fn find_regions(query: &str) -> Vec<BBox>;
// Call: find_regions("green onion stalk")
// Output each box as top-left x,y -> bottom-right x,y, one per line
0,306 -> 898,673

---

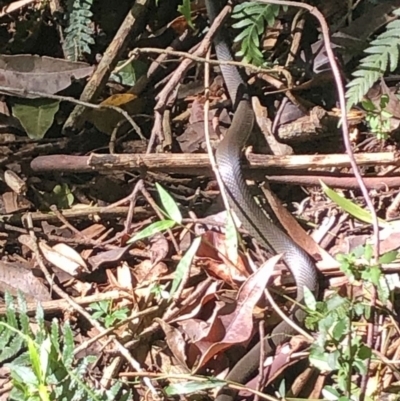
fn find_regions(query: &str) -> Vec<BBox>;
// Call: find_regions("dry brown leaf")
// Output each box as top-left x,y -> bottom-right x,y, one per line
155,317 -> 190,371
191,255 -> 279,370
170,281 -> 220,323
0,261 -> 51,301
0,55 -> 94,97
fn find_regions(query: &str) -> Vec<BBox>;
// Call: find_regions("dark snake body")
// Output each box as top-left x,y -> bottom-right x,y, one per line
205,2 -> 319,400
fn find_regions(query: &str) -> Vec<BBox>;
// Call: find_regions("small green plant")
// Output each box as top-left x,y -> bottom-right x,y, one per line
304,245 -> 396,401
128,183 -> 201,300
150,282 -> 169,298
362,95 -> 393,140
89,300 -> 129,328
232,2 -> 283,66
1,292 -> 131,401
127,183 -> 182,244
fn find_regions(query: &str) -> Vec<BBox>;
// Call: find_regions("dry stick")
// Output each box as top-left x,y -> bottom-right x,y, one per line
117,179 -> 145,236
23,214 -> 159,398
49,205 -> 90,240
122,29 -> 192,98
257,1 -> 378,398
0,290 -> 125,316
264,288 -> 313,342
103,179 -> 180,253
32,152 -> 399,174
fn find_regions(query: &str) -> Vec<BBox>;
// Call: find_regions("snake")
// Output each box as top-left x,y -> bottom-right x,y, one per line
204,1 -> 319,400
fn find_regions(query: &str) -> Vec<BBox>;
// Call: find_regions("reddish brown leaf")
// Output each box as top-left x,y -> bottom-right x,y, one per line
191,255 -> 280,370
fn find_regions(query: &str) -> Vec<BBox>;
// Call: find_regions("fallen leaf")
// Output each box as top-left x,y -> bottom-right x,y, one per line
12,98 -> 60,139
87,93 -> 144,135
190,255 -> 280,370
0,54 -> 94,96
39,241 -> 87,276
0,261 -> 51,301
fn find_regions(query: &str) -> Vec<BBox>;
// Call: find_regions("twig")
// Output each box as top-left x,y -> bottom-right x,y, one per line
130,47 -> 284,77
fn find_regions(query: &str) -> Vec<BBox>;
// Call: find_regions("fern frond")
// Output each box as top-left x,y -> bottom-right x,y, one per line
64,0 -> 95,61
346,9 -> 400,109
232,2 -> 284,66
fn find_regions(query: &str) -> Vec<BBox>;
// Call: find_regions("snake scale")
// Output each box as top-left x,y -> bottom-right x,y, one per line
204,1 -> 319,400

--

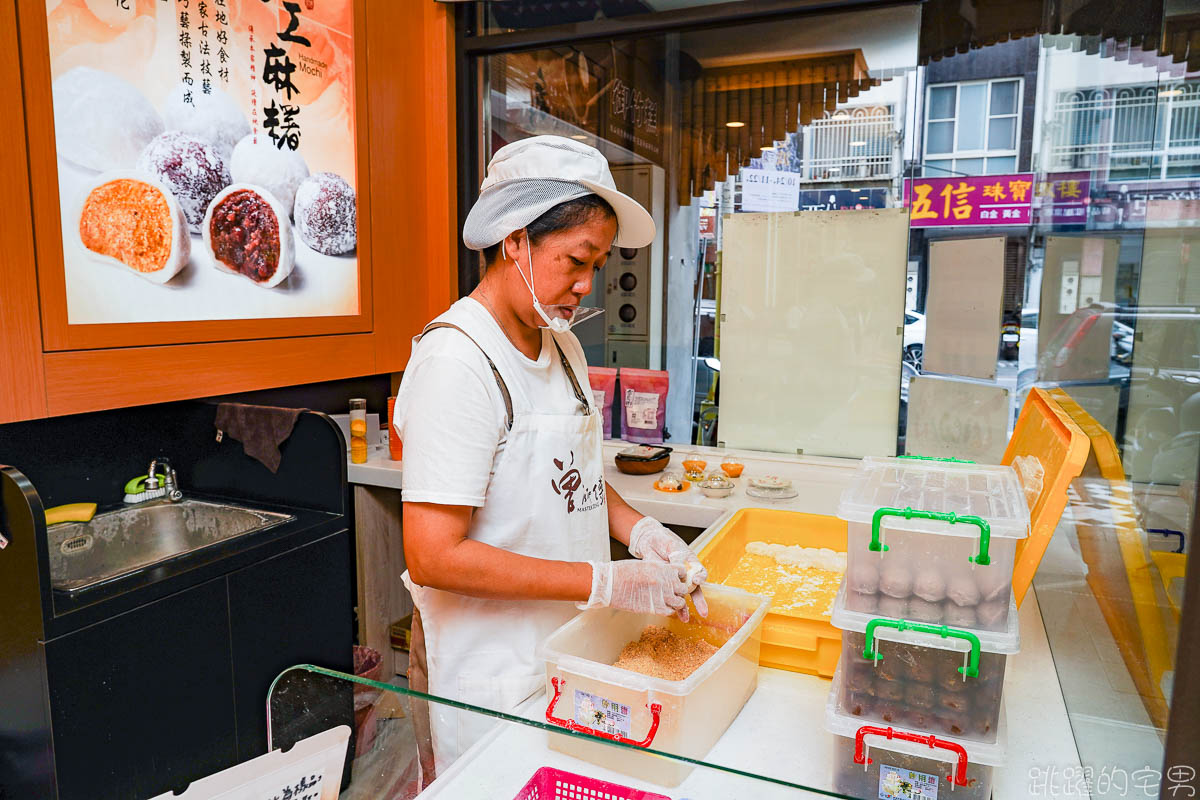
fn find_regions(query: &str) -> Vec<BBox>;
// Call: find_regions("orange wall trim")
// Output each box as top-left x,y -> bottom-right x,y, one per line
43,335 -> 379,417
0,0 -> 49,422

- PROBLEM STATEMENT:
Lines holding the word "snake": say how many there are in the data, and nothing more.

- OUTPUT BELOW:
3